──────── Document passage

Sometimes it’s easy for us to proclaim that God is good, to know and experience God’s goodness, to sing words like these. But it’s not always easy. Sometimes it feels like we’re experiencing anything but the goodness of God. Sometimes it feels more like we’re in the “valley of the Shadow of Death” as David puts it, and yet we don’t feel like the good shepherd is leading us. 

Many of you know that in a few weeks, I’ll have surgery for a tumour in my adrenal gland. Waiting for the diagnosis last fall felt like one of those shadow-filled valleys for me. Labour Day weekend was when things really intensified with one final emergency room visit in a year filled with emergency room visits. That one felt like a turning point and brought me some hope for the first time in a while that there would be a diagnosis. I remember coming to church the first Sunday after that and standing up when we started to sing and praying, “God, whatever happens now, I know that with you I’m going to be okay.” And the Holy Spirit whispering to me, “What if you’re not okay? Will we be okay if you’re not okay?” 

That question was really hard for me. I thought a lot about prosperity gospel, about our desire to believe that if God loves us, it means everything in our life will be not just okay, but blessed. But we can be faithful and believe that God wants to heal us and not be healed. Not have broken relationships restored. Still suffer with mental illness. Still wait for unanswered prayer.

────────────────

About this exercise
Can you quote the reflection on God's goodness word for word, beginning at the words "That question was" and stopping after "for unanswered prayer."?

──────── Provided material

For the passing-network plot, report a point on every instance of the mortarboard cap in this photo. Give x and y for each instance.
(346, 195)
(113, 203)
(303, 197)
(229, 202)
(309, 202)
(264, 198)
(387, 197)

────────────────

Result for this exercise
That question was really hard for me. I thought a lot about prosperity gospel, about our desire to believe that if God loves us, it means everything in our life will be not just okay, but blessed. But we can be faithful and believe that God wants to heal us and not be healed. Not have broken relationships restored. Still suffer with mental illness. Still wait for unanswered prayer.